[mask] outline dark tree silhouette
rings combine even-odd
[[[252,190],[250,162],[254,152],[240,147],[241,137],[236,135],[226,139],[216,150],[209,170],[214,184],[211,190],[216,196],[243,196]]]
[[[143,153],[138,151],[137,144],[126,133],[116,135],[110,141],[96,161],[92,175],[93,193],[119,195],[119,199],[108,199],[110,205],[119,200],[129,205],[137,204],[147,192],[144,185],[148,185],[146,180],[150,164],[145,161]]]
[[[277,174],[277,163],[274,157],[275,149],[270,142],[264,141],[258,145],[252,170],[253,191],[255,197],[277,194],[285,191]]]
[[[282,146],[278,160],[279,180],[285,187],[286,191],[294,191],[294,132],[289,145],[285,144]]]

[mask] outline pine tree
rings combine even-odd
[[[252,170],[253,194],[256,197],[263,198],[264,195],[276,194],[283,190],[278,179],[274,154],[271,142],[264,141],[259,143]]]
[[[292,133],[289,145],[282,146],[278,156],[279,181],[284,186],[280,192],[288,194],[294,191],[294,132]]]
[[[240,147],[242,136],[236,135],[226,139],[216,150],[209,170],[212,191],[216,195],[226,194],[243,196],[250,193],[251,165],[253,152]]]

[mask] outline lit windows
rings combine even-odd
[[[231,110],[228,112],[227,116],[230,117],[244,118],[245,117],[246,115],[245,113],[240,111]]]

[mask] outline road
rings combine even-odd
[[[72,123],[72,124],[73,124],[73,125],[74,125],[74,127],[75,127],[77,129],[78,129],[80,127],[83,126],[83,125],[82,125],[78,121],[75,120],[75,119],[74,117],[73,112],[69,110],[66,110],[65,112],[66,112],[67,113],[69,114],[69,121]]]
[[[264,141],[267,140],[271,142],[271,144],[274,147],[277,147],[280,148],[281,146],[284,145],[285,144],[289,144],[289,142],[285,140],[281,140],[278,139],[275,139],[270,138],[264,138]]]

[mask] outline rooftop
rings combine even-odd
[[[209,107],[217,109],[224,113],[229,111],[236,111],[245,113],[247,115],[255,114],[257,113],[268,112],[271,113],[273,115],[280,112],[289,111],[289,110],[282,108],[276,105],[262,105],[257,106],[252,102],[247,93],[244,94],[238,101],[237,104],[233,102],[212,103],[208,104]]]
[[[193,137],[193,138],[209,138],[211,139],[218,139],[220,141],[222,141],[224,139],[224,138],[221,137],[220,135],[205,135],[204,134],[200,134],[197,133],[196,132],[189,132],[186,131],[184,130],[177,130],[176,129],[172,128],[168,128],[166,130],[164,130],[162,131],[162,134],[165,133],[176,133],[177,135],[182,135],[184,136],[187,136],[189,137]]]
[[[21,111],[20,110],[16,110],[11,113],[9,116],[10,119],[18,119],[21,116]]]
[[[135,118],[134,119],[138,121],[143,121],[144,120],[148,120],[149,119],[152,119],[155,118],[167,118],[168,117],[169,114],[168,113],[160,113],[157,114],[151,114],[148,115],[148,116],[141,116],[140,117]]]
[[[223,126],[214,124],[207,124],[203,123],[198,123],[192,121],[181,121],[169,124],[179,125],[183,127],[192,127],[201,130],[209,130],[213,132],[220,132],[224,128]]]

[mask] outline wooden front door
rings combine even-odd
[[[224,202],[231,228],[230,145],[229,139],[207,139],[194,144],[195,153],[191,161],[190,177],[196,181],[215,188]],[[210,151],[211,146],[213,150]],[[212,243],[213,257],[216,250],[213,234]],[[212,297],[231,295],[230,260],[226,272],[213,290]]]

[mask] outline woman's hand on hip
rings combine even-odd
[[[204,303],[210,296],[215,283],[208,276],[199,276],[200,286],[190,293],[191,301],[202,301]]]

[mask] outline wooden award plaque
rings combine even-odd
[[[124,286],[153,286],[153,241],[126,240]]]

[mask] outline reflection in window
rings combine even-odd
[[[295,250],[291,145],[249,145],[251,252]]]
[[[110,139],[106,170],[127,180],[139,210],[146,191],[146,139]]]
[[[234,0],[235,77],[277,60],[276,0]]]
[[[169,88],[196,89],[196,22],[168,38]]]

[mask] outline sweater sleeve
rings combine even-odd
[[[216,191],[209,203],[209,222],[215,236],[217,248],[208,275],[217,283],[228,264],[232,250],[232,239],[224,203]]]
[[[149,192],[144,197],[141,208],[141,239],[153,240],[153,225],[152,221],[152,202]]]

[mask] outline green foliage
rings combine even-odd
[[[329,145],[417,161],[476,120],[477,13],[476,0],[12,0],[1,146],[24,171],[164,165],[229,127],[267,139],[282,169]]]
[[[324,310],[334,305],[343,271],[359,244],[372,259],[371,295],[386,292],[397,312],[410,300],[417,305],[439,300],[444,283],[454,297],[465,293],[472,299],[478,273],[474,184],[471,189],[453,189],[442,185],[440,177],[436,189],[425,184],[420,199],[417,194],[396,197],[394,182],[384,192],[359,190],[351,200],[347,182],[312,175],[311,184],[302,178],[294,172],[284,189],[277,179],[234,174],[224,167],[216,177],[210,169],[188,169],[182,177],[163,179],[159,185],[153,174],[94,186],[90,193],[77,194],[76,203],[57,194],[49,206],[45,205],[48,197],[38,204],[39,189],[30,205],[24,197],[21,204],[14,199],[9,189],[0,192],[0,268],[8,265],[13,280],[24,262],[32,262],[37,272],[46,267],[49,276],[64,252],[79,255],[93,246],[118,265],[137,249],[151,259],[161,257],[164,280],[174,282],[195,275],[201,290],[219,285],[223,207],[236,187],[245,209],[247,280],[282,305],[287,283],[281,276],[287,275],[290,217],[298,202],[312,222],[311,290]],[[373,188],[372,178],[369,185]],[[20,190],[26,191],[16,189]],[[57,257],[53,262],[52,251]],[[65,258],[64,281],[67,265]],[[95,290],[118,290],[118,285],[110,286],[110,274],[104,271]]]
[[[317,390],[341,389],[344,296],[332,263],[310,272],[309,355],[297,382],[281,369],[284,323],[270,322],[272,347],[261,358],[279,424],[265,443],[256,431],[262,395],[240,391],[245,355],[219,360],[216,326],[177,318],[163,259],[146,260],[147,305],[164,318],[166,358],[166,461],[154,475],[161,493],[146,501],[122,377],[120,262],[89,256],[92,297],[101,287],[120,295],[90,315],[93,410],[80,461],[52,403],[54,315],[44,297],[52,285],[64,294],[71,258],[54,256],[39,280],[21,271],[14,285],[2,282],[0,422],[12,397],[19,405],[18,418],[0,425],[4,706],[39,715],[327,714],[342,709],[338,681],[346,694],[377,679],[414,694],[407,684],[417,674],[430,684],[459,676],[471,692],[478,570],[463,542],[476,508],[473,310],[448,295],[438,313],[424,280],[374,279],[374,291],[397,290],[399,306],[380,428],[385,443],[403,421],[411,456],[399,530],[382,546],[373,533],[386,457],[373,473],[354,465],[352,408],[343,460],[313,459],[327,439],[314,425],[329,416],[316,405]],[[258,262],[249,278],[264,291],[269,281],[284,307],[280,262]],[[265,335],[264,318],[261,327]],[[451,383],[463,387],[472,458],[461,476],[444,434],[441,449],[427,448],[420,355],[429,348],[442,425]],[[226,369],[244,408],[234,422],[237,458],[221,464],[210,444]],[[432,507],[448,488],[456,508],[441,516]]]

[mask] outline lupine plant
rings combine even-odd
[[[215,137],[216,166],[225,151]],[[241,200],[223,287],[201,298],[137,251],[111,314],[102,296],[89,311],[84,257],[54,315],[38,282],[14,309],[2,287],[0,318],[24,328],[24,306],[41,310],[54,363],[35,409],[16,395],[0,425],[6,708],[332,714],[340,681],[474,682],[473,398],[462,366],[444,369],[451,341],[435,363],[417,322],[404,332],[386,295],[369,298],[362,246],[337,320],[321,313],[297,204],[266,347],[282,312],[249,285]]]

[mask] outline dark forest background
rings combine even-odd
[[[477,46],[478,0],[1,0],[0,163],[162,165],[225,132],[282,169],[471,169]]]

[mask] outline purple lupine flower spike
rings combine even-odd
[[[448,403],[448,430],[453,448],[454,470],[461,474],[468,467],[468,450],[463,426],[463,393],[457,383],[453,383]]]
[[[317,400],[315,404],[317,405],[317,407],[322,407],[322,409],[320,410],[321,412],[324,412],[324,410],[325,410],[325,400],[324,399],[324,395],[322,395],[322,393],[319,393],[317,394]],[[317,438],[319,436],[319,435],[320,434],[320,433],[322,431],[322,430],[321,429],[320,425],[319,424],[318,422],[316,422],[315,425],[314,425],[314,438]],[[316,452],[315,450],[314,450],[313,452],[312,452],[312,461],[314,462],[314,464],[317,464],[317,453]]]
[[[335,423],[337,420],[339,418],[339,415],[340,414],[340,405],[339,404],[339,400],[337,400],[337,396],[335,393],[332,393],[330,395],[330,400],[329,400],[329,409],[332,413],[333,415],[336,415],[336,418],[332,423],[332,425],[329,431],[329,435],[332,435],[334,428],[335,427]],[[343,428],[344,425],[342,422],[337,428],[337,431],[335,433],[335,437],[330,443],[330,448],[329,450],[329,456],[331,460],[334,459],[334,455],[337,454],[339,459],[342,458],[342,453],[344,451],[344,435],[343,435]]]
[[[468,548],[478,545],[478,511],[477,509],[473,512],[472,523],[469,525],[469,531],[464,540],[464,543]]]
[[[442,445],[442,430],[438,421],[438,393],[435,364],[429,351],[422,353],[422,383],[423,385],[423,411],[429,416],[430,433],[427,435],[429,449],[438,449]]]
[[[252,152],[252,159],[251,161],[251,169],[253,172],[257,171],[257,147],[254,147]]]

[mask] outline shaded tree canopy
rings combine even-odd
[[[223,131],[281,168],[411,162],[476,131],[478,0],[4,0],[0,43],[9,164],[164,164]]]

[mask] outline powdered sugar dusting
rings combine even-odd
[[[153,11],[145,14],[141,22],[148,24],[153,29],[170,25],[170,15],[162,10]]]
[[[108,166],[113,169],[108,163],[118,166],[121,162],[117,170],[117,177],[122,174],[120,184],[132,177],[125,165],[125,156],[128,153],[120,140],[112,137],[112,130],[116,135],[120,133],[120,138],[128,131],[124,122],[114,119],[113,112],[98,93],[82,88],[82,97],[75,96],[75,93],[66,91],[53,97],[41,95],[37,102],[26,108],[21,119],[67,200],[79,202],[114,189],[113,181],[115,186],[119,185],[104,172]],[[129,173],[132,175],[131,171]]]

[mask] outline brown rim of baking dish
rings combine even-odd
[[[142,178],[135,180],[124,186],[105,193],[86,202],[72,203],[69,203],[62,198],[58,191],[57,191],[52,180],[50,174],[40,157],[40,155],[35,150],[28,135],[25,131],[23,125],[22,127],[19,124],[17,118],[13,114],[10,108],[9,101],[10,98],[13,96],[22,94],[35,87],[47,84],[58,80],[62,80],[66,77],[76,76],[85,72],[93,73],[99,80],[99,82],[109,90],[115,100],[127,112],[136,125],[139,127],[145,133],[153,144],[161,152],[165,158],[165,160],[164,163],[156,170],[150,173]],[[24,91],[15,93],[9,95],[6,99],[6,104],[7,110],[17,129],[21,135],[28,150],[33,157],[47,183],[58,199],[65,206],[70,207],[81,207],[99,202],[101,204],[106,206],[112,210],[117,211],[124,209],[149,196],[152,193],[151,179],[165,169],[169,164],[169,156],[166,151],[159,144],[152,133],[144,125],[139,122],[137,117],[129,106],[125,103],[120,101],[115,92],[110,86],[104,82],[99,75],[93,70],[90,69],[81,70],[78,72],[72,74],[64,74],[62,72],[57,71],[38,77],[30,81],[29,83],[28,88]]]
****
Brief:
Return each line of the listing above that contains the string "dark", matching case exactly.

Result:
[mask] outline dark tree silhouette
[mask] outline dark forest background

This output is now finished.